* Assignment: Repeat each record below exactly, omitting whatever pictures appear in it.

* Data records:
# # # # #
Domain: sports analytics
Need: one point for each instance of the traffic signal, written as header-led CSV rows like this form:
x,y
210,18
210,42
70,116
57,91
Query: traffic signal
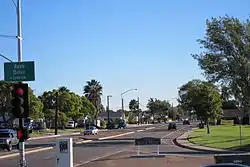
x,y
23,134
20,101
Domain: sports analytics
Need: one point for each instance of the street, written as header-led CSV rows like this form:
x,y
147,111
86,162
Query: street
x,y
97,149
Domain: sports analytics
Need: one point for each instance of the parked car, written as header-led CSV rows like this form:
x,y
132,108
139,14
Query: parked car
x,y
172,125
186,122
122,125
91,130
8,138
70,125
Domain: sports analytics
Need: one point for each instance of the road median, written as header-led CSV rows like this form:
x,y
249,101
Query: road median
x,y
86,140
220,140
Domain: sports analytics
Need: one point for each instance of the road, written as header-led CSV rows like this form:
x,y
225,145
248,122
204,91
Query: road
x,y
87,152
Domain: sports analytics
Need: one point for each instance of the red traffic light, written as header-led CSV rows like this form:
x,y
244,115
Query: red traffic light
x,y
20,134
19,91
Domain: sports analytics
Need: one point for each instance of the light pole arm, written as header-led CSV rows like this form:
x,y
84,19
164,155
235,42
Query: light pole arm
x,y
6,58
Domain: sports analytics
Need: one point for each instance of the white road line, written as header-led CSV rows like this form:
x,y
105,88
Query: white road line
x,y
84,141
27,152
48,157
140,130
97,158
109,137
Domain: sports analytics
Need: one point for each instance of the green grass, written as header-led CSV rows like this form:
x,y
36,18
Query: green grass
x,y
51,132
223,136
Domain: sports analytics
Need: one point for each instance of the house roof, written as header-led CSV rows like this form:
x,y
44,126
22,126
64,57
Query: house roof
x,y
113,114
233,113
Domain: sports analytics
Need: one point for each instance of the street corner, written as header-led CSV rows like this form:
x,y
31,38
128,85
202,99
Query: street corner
x,y
183,141
126,158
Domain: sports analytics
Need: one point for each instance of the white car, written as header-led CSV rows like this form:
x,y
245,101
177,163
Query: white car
x,y
70,125
91,131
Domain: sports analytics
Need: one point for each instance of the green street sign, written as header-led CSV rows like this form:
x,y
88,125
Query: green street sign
x,y
19,71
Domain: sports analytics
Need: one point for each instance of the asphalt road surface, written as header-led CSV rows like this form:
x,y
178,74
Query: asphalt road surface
x,y
88,152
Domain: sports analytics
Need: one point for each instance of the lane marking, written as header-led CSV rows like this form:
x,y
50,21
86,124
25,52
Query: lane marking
x,y
50,148
27,152
140,130
97,158
109,137
84,141
48,157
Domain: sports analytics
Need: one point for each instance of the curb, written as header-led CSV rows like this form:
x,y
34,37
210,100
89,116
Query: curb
x,y
51,147
27,152
203,149
109,137
53,136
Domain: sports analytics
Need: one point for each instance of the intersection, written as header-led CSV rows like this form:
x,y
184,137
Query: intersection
x,y
100,148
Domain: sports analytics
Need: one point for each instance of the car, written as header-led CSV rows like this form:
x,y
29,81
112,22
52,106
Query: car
x,y
172,125
8,138
186,122
122,125
70,125
91,130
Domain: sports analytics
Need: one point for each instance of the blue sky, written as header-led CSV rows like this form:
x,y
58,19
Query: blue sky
x,y
124,44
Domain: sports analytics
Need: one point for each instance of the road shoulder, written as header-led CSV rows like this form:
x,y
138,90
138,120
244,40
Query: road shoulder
x,y
182,141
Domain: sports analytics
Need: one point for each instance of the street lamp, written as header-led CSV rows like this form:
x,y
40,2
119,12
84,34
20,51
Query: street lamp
x,y
108,98
129,90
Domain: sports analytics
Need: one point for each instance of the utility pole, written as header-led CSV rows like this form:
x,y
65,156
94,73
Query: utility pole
x,y
122,104
108,98
56,114
138,101
20,56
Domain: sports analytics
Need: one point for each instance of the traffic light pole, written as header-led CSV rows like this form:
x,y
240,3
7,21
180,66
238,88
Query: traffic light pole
x,y
20,55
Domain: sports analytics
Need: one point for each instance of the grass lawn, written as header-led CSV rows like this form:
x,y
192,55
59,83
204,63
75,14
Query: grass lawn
x,y
223,136
51,132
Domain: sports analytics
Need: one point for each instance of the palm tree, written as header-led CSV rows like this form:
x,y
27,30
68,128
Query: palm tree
x,y
93,91
63,89
5,98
# # # # #
* Exercise solution:
Domain: sports analytics
Need: one point for each instance of the traffic signal, written as header-led CSV rows like this form:
x,y
210,18
210,42
70,116
57,91
Query: traffic signal
x,y
23,134
20,101
Domain: sports analytics
Need: one point for each instance of the street, written as header-led CSV rows like this form:
x,y
147,111
86,162
Query: street
x,y
97,149
Domain: sports analytics
Need: one point for each instance of the parked car, written as header-led CSV rows like this form:
x,y
132,108
139,14
Query: parked car
x,y
172,125
186,122
122,125
91,130
8,138
70,125
Domain: sports analytics
Need: one point for each instance of the road median, written as header-led CSV rows like this form:
x,y
249,101
Query: road median
x,y
86,140
220,140
Domain: sports analytics
Need: one point for each instance of the road, written as header-led CSV rows like this form:
x,y
225,145
248,122
204,91
Query: road
x,y
87,152
Domain: sports analytics
Need: one point for each instance of the red traffic light, written as header-led CSV rows like this form:
x,y
244,115
Query: red traffic light
x,y
20,134
19,91
Domain: sports analytics
Need: one point for each instance of the light pole arm, written as header-led CSV rows like this form:
x,y
84,19
164,155
235,42
Query: light pole arm
x,y
6,58
Domain: sports analytics
Need: one point for each instance of the white road line, written as header-led CSV rows like this form:
x,y
105,88
Query: white road line
x,y
84,141
27,152
48,157
140,130
97,158
109,137
Domain: sports analytics
Need: one point for each instance of the green grass, written as header-led CSV rows like this form:
x,y
36,18
Query: green grass
x,y
51,132
223,136
Domain: sports analytics
Need: one point for each instance of the house roof, written as header-led CSV rows like this form:
x,y
44,126
22,126
64,57
Query: house roof
x,y
113,114
233,113
Domain: sports analytics
Need: one point for each instance of the street corner, written as header-led CSV rows like this form:
x,y
31,38
128,85
202,99
Query: street corner
x,y
183,141
126,158
Domain: sports analytics
Need: one point for each instance of the white car, written as header-led CSV rows like this form:
x,y
245,101
177,163
Query: white car
x,y
70,125
91,131
Domain: sports analytics
Need: one point for each instance of the green street sign, written as header-led CSV rows like this form:
x,y
88,125
Query: green street sign
x,y
19,71
Domain: sports analytics
Need: one point for each instance of the asphalt road surface, written as header-led CSV rows like this form:
x,y
178,74
Query: asphalt road surface
x,y
88,152
Domain: sports analytics
Need: one point for each instance of the lane marking, written as header-led CSV rows like this form:
x,y
50,21
86,124
25,52
Query: lane marking
x,y
50,148
27,152
140,130
97,158
109,137
84,141
48,157
Domain: sports analytics
Need: one point for each instance of the curb, written as header-led CSV rows like this form:
x,y
34,37
210,100
89,116
Query: curb
x,y
51,147
27,152
203,149
109,137
53,136
Domain: sports analytics
Need: one point for each instance of the intersection, written as header-led CSV rows like this form:
x,y
184,137
Query: intersection
x,y
100,148
Domain: sports analytics
Need: one point for each instance of the car, written as header-led CSV rows like this form:
x,y
29,81
112,22
52,106
Query: car
x,y
172,125
8,138
186,122
122,125
70,125
91,130
Domain: sports analytics
Need: one point for each instance of the blue sky, written as header-led CSV rows like this form:
x,y
58,19
Query: blue sky
x,y
124,44
Domain: sports analytics
Need: one point for each instance of the road shoulder, written as header-led CSV rows like this form:
x,y
138,90
138,120
244,40
Query: road shoulder
x,y
182,141
Domain: sports analytics
Need: one point for each instance of the street lamp, written as header-led CSV rows like this form:
x,y
40,2
119,12
84,34
20,51
Query: street lamp
x,y
108,98
129,90
Domain: sports analytics
Need: one point for each instance of the utility pole, written as header-led CSV rows like this form:
x,y
65,156
94,73
Query: utility pole
x,y
122,104
108,98
56,114
138,101
20,56
Domain: sports analytics
Need: one point for each instance of the traffic light pole, written as header-led CSV rows like this form:
x,y
240,3
7,21
180,66
238,88
Query: traffic light pole
x,y
20,55
Domain: sports analytics
Need: one point for each instance of the grass lawn, written as header-led CSV rows like this form:
x,y
192,55
59,83
204,63
75,14
Query: grass lawn
x,y
223,136
51,132
Domain: sports analytics
Need: one point for each instance of the palm tree, written as header-led CSV rows like this form:
x,y
27,30
68,128
Query: palm tree
x,y
93,91
63,89
5,98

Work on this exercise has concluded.